Stated problem 1: In the cookstove thread, what does begreen estimate the stove is worth?
*** Text
# Nice CL cookstove



## PapaDave (Feb 4, 2013)

http://nmi.craigslist.org/app/3541255013.html


----------



## Motor7 (Feb 4, 2013)

Wow....nice restore job. Another wow for the $3300.....


----------



## Umaxman (Feb 4, 2013)

Nice stove, but  with all the new codes for stoves though would it be possible to put this in and use it ?
I don't think it would be an approved stove and I don't think my insurance company would like it ?


----------



## Motor7 (Feb 4, 2013)

No codes here & hope it stays that way. There are a few pockets of burning freedom left in the US.....


----------



## Jack Fate (Feb 4, 2013)

Sweet stove ,love to have 


Thanks for sharing


----------



## trailmaker (Feb 4, 2013)

Awesome.  For a functional piece of art and history,  that price seems reasonable.  New versions of wood fired cookstoves are very expensive.


----------



## charly (Feb 4, 2013)

Beautiful stove,, but like mentioned, code issues, small firebox as well, probably better as a coal burner,,,for another 1200 you'd have a nice size firebox , be up to code, and be able to get parts..an Esse.


----------



## begreen (Feb 4, 2013)

Please post the picture along with a craigslist ad. In a few weeks the ad will be gone and this becomes a dead thread. It looks like silver paint was used instead of nickel plating. Not sure how well that will stand up. Hope it's high-temp. I have to think this stove is overpriced compared to a full restoration. The silver paint could degrade its value, especially on the stove top. It also appears to be missing the right-side, top trim. Maybe a boiler is missing? The stove is worth about $1200 IMO, less if that is not stove paint.






If I was spending this kind of money for a classic looking cookstove I would get a modern version Heartland Oval (with nickel plate).


----------



## PapaDave (Feb 4, 2013)

Thanks for the tip, begreen.
I'll do that next time.


----------



## Dune (Feb 4, 2013)

The Heartland Oval is gorgeous. It that available with a waterback?


----------



## ScotO (Feb 4, 2013)

I love seeing those old restored stoves.......even though the modern ones are nice AND code-compliant, it's neat to see one of those oldies in action......

I have a circa 1905 Home Comfort cookstove, was going to restore it and install in our kitchen but money, safety, and code compliance wouldn't allow that.  Not to mention you can't heat a whole house with a tiny old cookstove.

Now the Esse Ironheart, on the other hand.......


----------



## begreen (Feb 4, 2013)

Dune said:


> The Heartland Oval is gorgeous. It that available with a waterback?


Yes, they have a stainless water jacket option. The left hand shot is with the side water reservoir option.


----------
******
*** Extracted records
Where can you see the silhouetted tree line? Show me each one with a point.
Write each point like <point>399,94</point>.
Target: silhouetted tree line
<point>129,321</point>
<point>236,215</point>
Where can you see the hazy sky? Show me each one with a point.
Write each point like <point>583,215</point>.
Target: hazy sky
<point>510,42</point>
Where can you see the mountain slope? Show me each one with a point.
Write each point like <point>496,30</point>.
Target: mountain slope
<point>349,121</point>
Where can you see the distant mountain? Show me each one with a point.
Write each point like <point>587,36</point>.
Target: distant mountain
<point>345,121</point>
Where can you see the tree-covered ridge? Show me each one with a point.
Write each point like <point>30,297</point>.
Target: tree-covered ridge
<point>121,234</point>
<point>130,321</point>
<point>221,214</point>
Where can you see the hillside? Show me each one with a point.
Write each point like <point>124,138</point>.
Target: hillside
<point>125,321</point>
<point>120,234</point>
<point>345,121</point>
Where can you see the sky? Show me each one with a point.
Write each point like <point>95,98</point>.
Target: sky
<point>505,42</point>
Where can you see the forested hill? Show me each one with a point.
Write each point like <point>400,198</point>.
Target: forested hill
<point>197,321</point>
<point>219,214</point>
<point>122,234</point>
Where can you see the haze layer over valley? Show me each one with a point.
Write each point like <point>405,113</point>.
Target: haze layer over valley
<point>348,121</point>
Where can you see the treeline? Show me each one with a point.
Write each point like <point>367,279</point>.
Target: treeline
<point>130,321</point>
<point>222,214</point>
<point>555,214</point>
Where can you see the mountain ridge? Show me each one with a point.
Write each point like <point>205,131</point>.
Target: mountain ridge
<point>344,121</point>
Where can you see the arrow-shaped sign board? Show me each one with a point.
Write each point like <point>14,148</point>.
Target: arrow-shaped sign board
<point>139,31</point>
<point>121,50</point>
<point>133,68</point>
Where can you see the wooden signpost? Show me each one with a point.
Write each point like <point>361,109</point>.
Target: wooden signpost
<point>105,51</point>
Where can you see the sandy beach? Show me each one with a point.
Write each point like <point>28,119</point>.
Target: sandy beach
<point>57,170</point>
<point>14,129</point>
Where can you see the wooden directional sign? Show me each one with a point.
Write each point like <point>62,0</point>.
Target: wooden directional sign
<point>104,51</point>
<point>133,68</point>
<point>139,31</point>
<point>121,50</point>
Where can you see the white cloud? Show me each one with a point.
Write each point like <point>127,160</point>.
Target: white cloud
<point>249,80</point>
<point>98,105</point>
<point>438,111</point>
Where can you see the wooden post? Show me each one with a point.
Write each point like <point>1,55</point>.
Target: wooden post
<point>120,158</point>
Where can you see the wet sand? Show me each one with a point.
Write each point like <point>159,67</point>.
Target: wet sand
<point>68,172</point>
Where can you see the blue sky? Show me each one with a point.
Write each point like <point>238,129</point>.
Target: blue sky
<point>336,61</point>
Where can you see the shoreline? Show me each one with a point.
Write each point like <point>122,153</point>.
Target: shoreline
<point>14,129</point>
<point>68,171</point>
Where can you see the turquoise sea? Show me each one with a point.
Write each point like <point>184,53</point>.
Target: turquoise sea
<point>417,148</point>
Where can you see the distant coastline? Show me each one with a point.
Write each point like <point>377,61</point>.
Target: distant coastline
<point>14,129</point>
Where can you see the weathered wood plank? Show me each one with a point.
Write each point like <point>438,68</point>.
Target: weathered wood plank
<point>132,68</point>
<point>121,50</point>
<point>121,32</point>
******
Stated problem 2: Reproduce the stretch of records from the line containing "Where can you see the weathered" through the end of the records, with "weathered wood plank" replaced by "worn wooden board" and nothing else changed.

Task result 1: About $1200, or less if that is not stove paint.

Task result 2:
Where can you see the worn wooden board? Show me each one with a point.
Write each point like <point>438,68</point>.
Target: worn wooden board
<point>132,68</point>
<point>121,50</point>
<point>121,32</point>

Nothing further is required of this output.